Set of tasks:
(a) Answer these questions about the court order, one per line:
(i) Which district judge issued the order?
(ii) Why did the Court deny Defendants' request for oral argument?
(iii) How long could Plaintiffs continue Dana Hogan's deposition, and by what date did it have to be completed?
(b) Continue the court order, starting after its final sentence.

Text segment:
↓↓↓
Larry WHITING, Leroy Whiting and Lorenzo Garcia, Plaintiff,

v.

Dana A. HOGAN; Clark Moving and Storage of Albany, Inc., and Mayflower Transit, LLC; et al., Defendants.

 

No. 12–CV–08039–PCT–GMS.

June 7, 2013.

 

ORDER

G. MURRAY SNOW, District Judge.

*1 Pending before the Court are Plaintiffs’ Motion for Defendants to Show Cause for Not Presenting Deponent Dana A. Hogan at the Noticed Date; Time; and Place for His Deposition, (Doc. 133), Motion to Expedite Briefing (Doc. 140), Defendants’ Motion for Protective Order Re: Dana Hogan’s Continued Deposition, (Doc. 135), Motion for Sanctions (Doc. 143), and Motion for Consolidate Argument (Doc. 152). For the reasons discussed below, the Court denies Plaintiffs’ Motion and grants in part and denies in part Defendants’ Motion. FN1FN2

 

FN1. Defendants’ request for oral argument is denied because the parties have had an adequate opportunity to discuss the law and evidence and oral argument will not aid the Court’s decision. See Lake at Las Vegas Investors Group v. Pac. Malibu Dev., 933 F.2d 724, 729 (9th Cir.1991).

 

FN2. The Parties failed to comply with the Court’s instruction in its Case Management Order that they “shall not file discovery motions or motions for sanctions without leave of the Court.” (Doc. ¶ 6(a).) The Court will not entertain further motions that are filed in contravention of that instruction.

 

BACKGROUND

This matter involves yet another dispute between the Parties relating to discovery. On March 14, 2013, the Court ordered that Plaintiffs would be afforded the opportunity to re-open and continue the deposition of Defendant Dana Hogan on limited topics for two hours and eighteen minutes to be completed by May 13, 2013. (Doc. 110 at 22–23.) The Court further ordered that “[t]he parties shall agree upon a mutually convenient location and date for the deposition. In the alternative, they may jointly stipulate to take the deposition telephonically or by other remote means, pursuant to Fed.R.Civ.P. 30(b)(4).” (Id. at 21.)
↑↑↑
Data:
↓↓↓
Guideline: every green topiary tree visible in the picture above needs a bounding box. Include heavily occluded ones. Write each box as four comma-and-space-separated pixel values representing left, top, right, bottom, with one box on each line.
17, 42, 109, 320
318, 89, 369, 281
↑↑↑
Answers by task:
(a)
(i) G. Murray Snow.
(ii) The parties had an adequate opportunity to discuss the law and evidence, and oral argument would not aid the Court's decision.
(iii) Two hours and eighteen minutes, to be completed by May 13, 2013.

(b)
 

Plaintiffs’ counsel contacted Defendants’ counsel on March 22, 2013, to request dates of availability and suitable locations to continue Hogan’s deposition. (Doc. 133, Ex. 1.) On April 4, 2013, Plaintiffs offered to Defendants the dates of April 25, April 29–May 1, May 6–10, 13, and 15–17, 2013. (Doc. 137–1, Ex. 3.) On April 11, 2013, Defendants’ counsel informed Plaintiffs’ counsel that because Hogan was currently in Dallas, Texas, Hogan could hold the following week open in his trucking schedule to sit there for the deposition, with Defendants’ counsel willing to travel from Phoenix to attend. Plaintiffs’ counsel was not available that week due to conflicting commitments but stated “I want to be crystal clear that Plaintiff’s [sic] are prepared to depose Defendant Hogan either in Florida; Canada; or any destination he so designates” provided that Plaintiffs’ counsel received two weeks’ notice. (Doc. 133, Ex. 3.) On April 16, 2013, Plaintiffs’ counsel requested Defendants’ counsel to provide locations that would be convenient for Hogan on the dates of May 6, 9, and 10, 2013. (Id., Ex. 5.) On April 17, 2013, Defendants’ counsel suggested the possibility of holding the deposition in Albuquerque, New Mexico, where Plaintiffs’ counsel is located, on one of those dates if Plaintiffs wished to fly Hogan out to Albuquerque. (Id., Ex. 6.) Counsel also suggested the alternative of conducting the deposition remotely. (Id.) Plaintiffs’ counsel responded that Plaintiffs would arrange for Hogan’s travel to Albuquerque for the deposition and were available to conduct it on May 6, 2013. (Id., Ex. 7.)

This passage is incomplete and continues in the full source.